Segment Start: Reading text

Back to Registry
2026-02-23 5 min read AI Engineering Agentic Systems #2

Smart File Organizer (Part 2): Scaling Context

How to handle large documents in local LLMs using Map-Reduce summarization, token counting, and production-grade configuration.

In the first part of this series, I detailed how I built a local-first, AI-driven file organizer using Go and Llama-3 (via MLX). By leveraging a streaming pipeline and a worker pool, the system could rapidly categorize thousands of PDFs and invoices without sending a single byte of sensitive data to the cloud.

But as I fed the system larger and more complex datasets, a fundamental limitation of local, small-parameter models reared its head: The Context Window Chokepoint.

Here is how I architected the next evolution of the system—moving from naive text extraction to a recursive Map-Reduce summarization pipeline, and hardening the service for production.


1. The Context Window Chokepoint

When you run a small local model like Llama-3.2-1B, your context window is constrained. If you feed a 50-page research paper directly into the prompt to ask "What category does this belong in?", the model will either throw an error or truncate the input, losing the end of the document entirely.

Segment End: Reading text

◆ Work order 1
According to the file organizer article, what happens when a 50-page research paper is fed directly into the prompt of a small local model?
◆ Work order 2
Write the next part of the file organizer article, starting after its last sentence.

Segment Start: Information supplied

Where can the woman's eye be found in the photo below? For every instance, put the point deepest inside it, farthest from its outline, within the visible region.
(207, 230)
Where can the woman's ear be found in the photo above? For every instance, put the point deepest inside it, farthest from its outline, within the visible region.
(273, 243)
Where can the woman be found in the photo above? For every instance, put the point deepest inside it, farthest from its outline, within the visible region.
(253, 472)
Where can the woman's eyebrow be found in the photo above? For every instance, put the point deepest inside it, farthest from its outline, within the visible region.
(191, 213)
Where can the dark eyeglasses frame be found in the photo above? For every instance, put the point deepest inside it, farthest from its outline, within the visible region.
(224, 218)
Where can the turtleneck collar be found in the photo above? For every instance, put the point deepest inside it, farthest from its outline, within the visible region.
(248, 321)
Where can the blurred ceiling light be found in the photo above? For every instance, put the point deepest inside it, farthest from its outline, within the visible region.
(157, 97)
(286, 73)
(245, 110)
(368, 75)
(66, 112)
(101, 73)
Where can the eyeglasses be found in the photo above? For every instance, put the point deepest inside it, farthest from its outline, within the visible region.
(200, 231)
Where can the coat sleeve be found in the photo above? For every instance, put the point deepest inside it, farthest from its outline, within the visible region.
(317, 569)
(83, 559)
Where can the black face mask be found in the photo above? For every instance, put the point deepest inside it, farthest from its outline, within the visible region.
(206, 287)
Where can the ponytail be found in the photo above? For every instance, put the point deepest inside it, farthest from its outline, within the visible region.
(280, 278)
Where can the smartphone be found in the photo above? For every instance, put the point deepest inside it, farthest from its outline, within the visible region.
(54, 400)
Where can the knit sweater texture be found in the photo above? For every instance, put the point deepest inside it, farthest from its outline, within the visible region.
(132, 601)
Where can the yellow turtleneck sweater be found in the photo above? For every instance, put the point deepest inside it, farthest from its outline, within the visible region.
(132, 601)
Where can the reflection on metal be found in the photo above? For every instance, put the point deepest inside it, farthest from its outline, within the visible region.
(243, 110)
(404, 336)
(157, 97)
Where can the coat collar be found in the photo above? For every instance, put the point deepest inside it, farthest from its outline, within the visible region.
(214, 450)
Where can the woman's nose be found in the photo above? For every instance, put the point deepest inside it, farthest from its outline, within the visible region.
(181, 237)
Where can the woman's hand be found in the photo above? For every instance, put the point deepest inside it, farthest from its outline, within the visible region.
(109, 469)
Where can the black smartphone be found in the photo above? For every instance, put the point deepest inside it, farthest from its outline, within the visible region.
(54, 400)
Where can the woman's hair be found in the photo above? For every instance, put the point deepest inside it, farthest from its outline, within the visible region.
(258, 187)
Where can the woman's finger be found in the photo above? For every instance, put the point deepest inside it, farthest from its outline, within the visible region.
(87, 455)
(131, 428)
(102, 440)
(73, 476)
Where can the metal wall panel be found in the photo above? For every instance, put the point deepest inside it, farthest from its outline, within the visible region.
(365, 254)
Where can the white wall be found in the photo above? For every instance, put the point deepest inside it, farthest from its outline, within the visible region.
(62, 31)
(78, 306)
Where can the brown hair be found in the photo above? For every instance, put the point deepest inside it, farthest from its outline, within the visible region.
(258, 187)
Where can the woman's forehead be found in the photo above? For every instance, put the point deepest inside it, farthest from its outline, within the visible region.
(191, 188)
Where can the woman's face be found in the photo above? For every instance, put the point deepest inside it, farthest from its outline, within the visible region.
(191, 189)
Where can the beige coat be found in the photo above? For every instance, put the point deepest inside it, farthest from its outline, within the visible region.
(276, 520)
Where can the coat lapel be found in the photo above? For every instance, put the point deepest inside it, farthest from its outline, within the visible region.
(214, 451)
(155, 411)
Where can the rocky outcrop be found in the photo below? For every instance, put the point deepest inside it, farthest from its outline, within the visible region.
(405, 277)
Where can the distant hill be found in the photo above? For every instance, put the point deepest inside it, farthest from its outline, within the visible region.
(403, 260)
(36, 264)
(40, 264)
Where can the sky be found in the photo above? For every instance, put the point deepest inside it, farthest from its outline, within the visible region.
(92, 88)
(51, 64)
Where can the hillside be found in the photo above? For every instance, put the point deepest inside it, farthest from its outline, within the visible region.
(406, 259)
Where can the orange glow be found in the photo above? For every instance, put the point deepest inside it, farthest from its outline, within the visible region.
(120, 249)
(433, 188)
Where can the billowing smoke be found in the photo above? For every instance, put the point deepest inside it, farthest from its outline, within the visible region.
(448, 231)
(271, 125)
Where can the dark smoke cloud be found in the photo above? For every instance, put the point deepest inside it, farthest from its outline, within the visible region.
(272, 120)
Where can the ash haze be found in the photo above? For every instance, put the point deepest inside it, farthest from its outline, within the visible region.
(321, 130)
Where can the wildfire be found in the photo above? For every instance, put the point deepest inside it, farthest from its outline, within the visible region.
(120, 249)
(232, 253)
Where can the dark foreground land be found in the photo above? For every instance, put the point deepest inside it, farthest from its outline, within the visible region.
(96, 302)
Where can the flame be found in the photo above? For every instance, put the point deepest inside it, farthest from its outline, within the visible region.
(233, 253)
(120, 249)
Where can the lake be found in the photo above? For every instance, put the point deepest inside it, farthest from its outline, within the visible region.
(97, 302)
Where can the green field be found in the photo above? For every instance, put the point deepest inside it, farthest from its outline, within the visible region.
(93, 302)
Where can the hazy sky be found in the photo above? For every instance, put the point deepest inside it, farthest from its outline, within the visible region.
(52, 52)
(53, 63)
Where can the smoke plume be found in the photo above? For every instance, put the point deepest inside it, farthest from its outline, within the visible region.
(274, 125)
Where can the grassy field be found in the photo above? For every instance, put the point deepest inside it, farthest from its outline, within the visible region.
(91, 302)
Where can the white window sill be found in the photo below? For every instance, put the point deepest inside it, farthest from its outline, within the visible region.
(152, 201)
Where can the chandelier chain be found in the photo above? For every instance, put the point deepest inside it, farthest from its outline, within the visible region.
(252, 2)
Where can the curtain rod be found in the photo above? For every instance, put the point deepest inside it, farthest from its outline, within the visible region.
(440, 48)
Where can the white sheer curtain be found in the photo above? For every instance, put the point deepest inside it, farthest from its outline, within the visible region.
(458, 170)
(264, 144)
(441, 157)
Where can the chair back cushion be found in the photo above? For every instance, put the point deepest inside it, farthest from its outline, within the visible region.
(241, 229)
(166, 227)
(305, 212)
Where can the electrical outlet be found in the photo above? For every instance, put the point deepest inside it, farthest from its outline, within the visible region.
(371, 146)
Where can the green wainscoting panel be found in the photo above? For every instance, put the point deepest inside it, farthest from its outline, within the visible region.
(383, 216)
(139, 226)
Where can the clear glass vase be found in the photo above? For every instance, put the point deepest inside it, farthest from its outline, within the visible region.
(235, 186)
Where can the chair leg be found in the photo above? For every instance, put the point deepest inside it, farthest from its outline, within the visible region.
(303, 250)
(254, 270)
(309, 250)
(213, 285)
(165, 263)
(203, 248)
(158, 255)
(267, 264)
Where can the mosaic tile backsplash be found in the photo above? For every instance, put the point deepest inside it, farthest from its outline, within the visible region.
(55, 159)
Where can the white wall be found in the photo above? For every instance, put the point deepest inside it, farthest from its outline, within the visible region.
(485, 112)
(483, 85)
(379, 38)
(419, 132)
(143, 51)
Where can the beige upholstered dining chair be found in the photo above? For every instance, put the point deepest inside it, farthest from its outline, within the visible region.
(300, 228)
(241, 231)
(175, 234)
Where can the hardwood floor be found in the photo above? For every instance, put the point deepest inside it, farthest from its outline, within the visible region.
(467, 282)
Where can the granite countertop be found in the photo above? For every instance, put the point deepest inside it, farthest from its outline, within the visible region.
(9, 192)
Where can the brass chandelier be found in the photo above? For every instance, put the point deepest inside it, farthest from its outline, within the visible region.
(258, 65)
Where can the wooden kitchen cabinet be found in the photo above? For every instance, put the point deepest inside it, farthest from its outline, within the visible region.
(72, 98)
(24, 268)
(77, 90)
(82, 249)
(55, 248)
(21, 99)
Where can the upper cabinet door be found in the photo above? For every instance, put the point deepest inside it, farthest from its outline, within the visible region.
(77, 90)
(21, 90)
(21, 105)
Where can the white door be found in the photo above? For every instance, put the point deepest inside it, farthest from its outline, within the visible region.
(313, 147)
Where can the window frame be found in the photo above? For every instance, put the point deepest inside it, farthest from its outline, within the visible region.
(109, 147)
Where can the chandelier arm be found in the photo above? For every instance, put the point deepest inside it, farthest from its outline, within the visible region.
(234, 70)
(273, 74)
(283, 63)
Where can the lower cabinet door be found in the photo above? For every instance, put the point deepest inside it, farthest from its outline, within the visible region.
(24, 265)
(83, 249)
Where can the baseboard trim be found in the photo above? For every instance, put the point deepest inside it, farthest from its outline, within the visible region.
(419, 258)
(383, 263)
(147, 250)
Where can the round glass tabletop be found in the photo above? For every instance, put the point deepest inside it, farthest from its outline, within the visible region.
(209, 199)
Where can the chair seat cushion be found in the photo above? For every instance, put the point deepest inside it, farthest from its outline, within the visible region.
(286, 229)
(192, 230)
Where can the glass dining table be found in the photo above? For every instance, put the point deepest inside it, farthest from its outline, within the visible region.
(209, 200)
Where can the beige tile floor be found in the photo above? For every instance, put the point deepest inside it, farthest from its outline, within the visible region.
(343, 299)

Segment End: Information supplied

◆ Exercise result 1
The model either throws an error or truncates the input, losing the end of the document entirely.

◆ Exercise result 2
Initially, my workaround was simple but flawed: Character Truncation. I would just grab the first N characters of a file and hope the necessary context was in the introduction.

But what if the classification context is buried in the conclusion? What if the document is a massive log file where the relevant error is at the bottom? Naive truncation doesn't work for a production-grade organizer.

2. Thinking in Tokens, Not Characters

The first step was to stop treating text as just "strings" and start treating it the way the LLM does: as Tokens.

I integrated a Go port of tiktoken to accurately measure the size of the textual payload before it ever hits the AI engine.

func (t *Tokenizer) CountTokens(text string) int {
	return len(t.bpe.Encode(text, nil, nil))
}

Now, the pipeline doesn't just guess if a text is too long. It knows exactly how much of the context budget a document will consume.

3. Map-Reduce Summarization (The Star Feature)

When a document exceeds the allowed token limit, we need to compress it without losing the semantic meaning required for categorization. The solution is a Recursive Map-Reduce pipeline.

Instead of classifying the entire document at once, the system breaks it down and summarizes it in phases:

Phase 1: Chunking

We split the massive text into smaller, token-safe chunks.

Phase 2: Mapping (Concurrent Summarization)

We iterate over the chunks. For each chunk, we ask the local LLM to generate a dense, information-rich summary. Because these chunks are small, the inference is fast and accurate.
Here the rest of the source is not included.